• WORK ORDER:
For the word "toddler", count the lines in the records below that include it and give only that number.

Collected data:
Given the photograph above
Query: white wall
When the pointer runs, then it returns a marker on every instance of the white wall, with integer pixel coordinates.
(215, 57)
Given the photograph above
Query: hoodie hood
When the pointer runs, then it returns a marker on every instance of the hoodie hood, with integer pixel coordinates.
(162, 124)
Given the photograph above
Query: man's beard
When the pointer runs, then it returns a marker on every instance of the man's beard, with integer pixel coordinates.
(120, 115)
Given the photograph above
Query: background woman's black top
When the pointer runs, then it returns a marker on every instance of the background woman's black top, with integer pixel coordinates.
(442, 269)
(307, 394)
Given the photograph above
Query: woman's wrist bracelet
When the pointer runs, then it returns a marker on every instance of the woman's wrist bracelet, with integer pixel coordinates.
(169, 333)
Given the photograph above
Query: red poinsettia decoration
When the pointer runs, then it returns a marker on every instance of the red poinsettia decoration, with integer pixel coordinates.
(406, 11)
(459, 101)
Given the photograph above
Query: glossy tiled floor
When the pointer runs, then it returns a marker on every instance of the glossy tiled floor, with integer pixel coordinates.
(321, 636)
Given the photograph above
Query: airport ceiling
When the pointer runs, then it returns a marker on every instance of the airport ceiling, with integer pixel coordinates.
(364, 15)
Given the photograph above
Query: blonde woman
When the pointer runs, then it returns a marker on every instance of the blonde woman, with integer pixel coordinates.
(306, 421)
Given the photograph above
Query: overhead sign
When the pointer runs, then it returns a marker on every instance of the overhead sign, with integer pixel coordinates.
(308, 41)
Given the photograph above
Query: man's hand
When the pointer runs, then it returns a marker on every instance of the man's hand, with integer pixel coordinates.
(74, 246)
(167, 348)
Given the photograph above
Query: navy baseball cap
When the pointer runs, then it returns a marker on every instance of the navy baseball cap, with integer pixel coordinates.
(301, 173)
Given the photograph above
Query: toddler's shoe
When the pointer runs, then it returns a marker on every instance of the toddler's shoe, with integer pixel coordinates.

• EXERCISE RESPONSE:
2